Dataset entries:

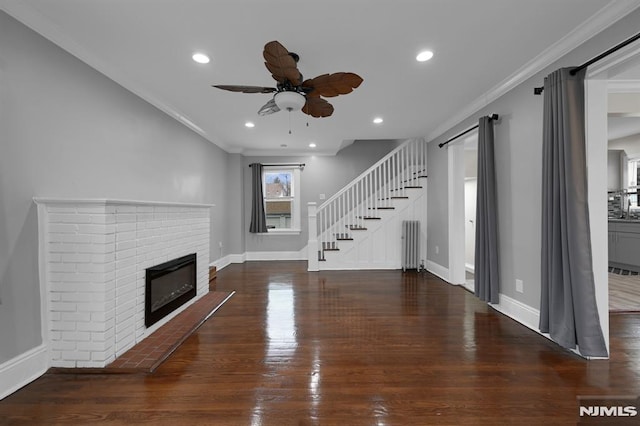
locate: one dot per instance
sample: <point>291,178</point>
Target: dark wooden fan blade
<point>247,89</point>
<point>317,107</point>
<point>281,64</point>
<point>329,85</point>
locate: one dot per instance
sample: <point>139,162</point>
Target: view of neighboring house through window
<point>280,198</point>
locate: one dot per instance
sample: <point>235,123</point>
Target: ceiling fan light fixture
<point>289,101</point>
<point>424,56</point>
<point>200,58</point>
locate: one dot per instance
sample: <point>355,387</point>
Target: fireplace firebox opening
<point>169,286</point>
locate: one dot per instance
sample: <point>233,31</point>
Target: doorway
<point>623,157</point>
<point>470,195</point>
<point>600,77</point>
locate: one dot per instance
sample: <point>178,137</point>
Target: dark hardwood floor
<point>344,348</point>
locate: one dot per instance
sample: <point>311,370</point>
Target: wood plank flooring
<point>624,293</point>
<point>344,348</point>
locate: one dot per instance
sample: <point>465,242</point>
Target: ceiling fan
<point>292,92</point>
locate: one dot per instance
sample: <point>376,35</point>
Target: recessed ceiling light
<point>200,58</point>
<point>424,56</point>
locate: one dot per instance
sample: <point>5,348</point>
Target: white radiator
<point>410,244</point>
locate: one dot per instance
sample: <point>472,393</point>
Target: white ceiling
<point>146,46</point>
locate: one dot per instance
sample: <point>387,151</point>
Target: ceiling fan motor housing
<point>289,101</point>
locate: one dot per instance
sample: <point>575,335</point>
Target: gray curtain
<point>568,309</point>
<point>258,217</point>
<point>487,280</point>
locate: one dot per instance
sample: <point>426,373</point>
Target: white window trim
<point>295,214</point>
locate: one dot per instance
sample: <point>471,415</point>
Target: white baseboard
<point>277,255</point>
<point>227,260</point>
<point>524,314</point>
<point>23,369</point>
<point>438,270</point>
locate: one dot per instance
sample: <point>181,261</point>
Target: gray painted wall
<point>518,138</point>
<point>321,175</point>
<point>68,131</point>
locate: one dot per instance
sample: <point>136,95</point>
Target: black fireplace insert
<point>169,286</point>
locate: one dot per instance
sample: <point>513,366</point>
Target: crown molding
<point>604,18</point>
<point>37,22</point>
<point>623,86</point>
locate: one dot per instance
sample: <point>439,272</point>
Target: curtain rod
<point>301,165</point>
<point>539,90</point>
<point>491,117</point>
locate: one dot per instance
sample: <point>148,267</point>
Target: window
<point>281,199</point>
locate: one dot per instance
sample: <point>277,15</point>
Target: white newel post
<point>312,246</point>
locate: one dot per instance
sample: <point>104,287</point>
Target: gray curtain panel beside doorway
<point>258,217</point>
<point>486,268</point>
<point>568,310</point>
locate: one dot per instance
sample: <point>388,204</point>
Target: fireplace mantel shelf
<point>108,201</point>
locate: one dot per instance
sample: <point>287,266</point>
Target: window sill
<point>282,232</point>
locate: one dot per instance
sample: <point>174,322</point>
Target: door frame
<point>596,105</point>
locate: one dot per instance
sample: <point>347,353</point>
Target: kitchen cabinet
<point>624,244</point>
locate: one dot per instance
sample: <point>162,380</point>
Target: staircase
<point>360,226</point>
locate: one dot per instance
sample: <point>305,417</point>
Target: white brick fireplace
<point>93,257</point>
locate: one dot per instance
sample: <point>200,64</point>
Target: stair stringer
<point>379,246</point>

==

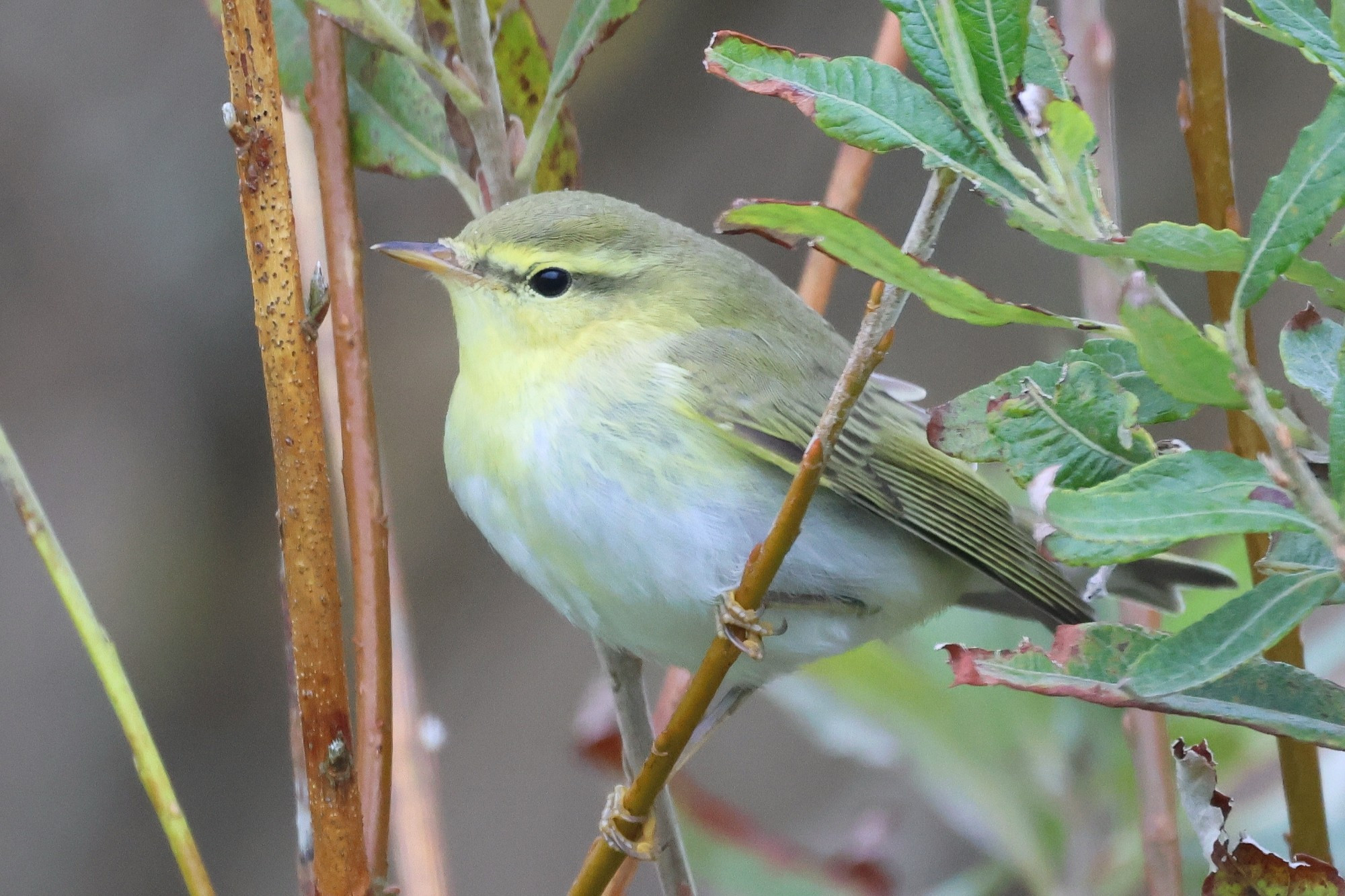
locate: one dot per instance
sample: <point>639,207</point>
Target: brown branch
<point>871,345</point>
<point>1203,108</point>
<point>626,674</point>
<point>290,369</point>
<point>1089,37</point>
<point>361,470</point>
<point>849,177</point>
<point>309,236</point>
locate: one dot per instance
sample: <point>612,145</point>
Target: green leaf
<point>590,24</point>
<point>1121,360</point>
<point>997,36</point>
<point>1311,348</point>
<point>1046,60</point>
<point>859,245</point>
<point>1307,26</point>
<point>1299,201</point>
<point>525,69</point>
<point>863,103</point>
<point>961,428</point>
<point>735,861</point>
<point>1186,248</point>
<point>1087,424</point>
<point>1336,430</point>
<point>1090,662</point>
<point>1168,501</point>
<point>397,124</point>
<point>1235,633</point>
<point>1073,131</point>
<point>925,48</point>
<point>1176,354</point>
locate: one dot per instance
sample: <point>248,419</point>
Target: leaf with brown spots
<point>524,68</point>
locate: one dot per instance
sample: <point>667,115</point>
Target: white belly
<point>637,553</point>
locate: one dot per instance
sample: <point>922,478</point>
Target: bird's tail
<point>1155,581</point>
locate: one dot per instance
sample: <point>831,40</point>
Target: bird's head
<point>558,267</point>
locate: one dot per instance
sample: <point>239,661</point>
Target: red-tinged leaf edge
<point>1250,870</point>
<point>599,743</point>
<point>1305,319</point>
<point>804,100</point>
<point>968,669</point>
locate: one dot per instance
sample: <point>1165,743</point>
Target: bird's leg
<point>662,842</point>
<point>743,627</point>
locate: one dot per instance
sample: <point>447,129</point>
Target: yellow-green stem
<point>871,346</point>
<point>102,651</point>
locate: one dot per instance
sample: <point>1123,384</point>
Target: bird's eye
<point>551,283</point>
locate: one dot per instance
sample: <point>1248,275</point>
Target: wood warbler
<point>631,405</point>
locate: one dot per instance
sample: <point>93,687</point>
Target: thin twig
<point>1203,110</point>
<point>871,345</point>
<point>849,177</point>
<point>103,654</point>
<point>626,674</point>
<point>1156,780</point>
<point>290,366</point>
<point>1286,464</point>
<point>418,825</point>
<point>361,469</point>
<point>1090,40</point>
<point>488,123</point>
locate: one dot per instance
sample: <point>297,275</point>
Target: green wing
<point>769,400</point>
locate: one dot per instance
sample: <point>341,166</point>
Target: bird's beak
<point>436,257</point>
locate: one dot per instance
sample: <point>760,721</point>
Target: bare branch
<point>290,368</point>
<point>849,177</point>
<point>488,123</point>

● **TASK STATEMENT**: Set down, unchanged, only those lines above that fall between the line with "Target: recessed ceiling light" and the line with "sample: <point>513,366</point>", the two end lines included.

● **RESPONSE TO THIS EXERCISE**:
Target: recessed ceiling light
<point>200,58</point>
<point>424,56</point>
locate: one dot per instance
sample: <point>5,348</point>
Target: white radiator
<point>410,244</point>
locate: one dot per instance
sample: <point>472,393</point>
Target: white ceiling
<point>146,46</point>
locate: one dot per instance
sample: <point>387,151</point>
Target: ceiling fan motor housing
<point>289,101</point>
locate: one dot per instance
sample: <point>575,335</point>
Target: gray curtain
<point>568,309</point>
<point>258,217</point>
<point>487,280</point>
locate: one dot per instance
sample: <point>426,373</point>
Target: white window trim
<point>295,214</point>
locate: one dot per instance
sample: <point>471,415</point>
Target: white baseboard
<point>277,255</point>
<point>227,260</point>
<point>524,314</point>
<point>23,369</point>
<point>438,270</point>
locate: one dot per instance
sample: <point>181,261</point>
Target: gray painted wall
<point>518,138</point>
<point>321,175</point>
<point>68,131</point>
locate: one dot per instance
sample: <point>136,95</point>
Target: black fireplace insert
<point>169,286</point>
locate: one dot per instance
sample: <point>513,366</point>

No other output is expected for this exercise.